• _STATED TASK_
Rewrite the material below with every "identify" swapped for "locate", leaving everything else unchanged.

• _DATASET_
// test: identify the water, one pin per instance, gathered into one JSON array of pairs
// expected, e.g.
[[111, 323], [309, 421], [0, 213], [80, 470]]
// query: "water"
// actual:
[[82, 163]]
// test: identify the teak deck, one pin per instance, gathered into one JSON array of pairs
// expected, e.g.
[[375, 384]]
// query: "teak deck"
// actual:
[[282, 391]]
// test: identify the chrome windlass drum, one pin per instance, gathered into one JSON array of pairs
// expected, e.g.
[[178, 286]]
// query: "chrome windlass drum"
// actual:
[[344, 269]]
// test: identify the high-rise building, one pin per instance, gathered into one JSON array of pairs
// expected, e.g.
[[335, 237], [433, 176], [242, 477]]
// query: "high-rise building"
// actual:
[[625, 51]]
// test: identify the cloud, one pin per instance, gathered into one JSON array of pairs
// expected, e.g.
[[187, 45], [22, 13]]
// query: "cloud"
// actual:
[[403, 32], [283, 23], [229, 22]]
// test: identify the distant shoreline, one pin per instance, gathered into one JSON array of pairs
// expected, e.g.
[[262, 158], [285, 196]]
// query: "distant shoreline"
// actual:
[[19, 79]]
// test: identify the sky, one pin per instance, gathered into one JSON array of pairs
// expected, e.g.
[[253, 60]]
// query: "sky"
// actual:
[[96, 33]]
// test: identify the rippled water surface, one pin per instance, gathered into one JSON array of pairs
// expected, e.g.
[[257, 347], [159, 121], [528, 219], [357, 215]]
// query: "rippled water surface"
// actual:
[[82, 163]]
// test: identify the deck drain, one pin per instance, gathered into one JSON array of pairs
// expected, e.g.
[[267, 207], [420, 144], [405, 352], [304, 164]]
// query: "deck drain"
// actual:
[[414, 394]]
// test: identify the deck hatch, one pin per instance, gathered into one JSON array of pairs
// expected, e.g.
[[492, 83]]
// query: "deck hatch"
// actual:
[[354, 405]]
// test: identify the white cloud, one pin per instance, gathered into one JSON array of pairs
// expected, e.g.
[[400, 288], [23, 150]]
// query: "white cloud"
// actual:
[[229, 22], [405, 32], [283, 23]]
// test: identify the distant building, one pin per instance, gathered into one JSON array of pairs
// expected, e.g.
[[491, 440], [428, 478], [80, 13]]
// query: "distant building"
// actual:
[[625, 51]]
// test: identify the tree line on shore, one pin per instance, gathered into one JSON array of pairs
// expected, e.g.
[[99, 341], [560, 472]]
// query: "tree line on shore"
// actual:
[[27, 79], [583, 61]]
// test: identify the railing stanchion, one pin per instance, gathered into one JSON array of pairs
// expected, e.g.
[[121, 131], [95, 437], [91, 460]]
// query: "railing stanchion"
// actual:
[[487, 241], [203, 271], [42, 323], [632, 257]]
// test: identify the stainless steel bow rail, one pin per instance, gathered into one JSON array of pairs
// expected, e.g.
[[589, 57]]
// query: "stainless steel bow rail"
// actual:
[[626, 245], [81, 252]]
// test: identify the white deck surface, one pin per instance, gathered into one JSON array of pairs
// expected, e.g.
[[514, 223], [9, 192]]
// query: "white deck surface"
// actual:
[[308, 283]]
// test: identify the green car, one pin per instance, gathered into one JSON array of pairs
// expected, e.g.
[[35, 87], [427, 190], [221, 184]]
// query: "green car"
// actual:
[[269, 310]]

• _WRITTEN RESPONSE_
// test: locate the water, one pin per instance, gathered into one JSON array of pairs
// expected, e.g.
[[111, 323], [309, 421], [0, 213], [80, 470]]
// query: "water"
// actual:
[[82, 163]]
// test: locate the teak deck, one pin per instance, gathered into one JSON array of pairs
// expected, e.g.
[[375, 384]]
// query: "teak deck"
// actual:
[[282, 391]]
// test: locate the chrome windlass drum, one pin per instance, gathered into one JSON array of pairs
// expected, e.g.
[[178, 286]]
// query: "chrome windlass drum"
// actual:
[[344, 269]]
// test: locate the high-rise building, one pin per instance, gathered into one JSON array of pairs
// expected, e.g.
[[335, 237], [433, 176], [242, 477]]
// query: "high-rise building"
// actual:
[[625, 51]]
// test: locate the cloud, one pin per instance, gathered into one JSON array of pairs
// expected, e.g.
[[187, 45], [22, 13]]
// query: "cloud"
// actual:
[[403, 32], [283, 23], [229, 22]]
// test: locate the distant shoreline, one pin per instance, gathered into one JSON array of pairs
// expected, e.g.
[[262, 158], [285, 196]]
// query: "distant shoreline"
// actual:
[[19, 79]]
// test: locate the sky, one pin per instance, gathered into one JSON array of pairs
// expected, e.g.
[[253, 60]]
// query: "sky"
// actual:
[[96, 33]]
// test: locate the rippled water surface, one pin per instance, gathered into one JSON array of pairs
// expected, e.g.
[[257, 347], [159, 121], [528, 219], [357, 215]]
// query: "rippled water surface"
// actual:
[[82, 163]]
// test: locate the deck drain, one pin per instance, gathered into one JSON array of pairs
// expected, e.g.
[[267, 207], [420, 144], [405, 352], [304, 164]]
// query: "deck drain"
// actual:
[[414, 394]]
// test: locate the deck hatch, one pin per instance, gathered into one JSON array of pairs
// expected, e.g.
[[492, 83]]
// query: "deck hatch"
// actual:
[[354, 405]]
// test: locate the white cloud, one pin per instance, gathered into one JSON array of pairs
// expected, e.g.
[[400, 288], [23, 150]]
// query: "white cloud"
// actual:
[[229, 22], [405, 32], [283, 23]]
// test: locate the distant building, one pin per instance, gathered into one JSON array of pairs
// expected, e.g.
[[491, 440], [428, 478], [80, 13]]
// query: "distant building"
// actual:
[[625, 51]]
// test: locate the tree line on shore, one pin per instance, gathered into one JSON array of pairs
// expected, e.g.
[[99, 341], [560, 472]]
// query: "tree line on shore"
// actual:
[[27, 79], [583, 61]]
// test: locate the railing stanchion, one pin per instance, gathered into one JSON array of pairs
// expected, e.g.
[[121, 131], [95, 437], [91, 460]]
// query: "railing stanchion"
// actual:
[[487, 241], [203, 271], [42, 323], [632, 257]]
// test: locate the stainless steel bow rail, one pin per instance, gathered into one JSON array of pairs
// expected, e.g.
[[589, 57]]
// query: "stainless steel bow rail"
// actual:
[[626, 245], [81, 252]]
// test: locate the white deck surface, one pin per instance, gathered into one JSON array of pairs
// expected, e.g.
[[514, 223], [9, 192]]
// query: "white deck surface"
// actual:
[[308, 283]]
// test: locate the green car, one pin per instance, gathered into one JSON array of pairs
// expected, e.g.
[[35, 87], [427, 190], [221, 184]]
// query: "green car"
// actual:
[[269, 310]]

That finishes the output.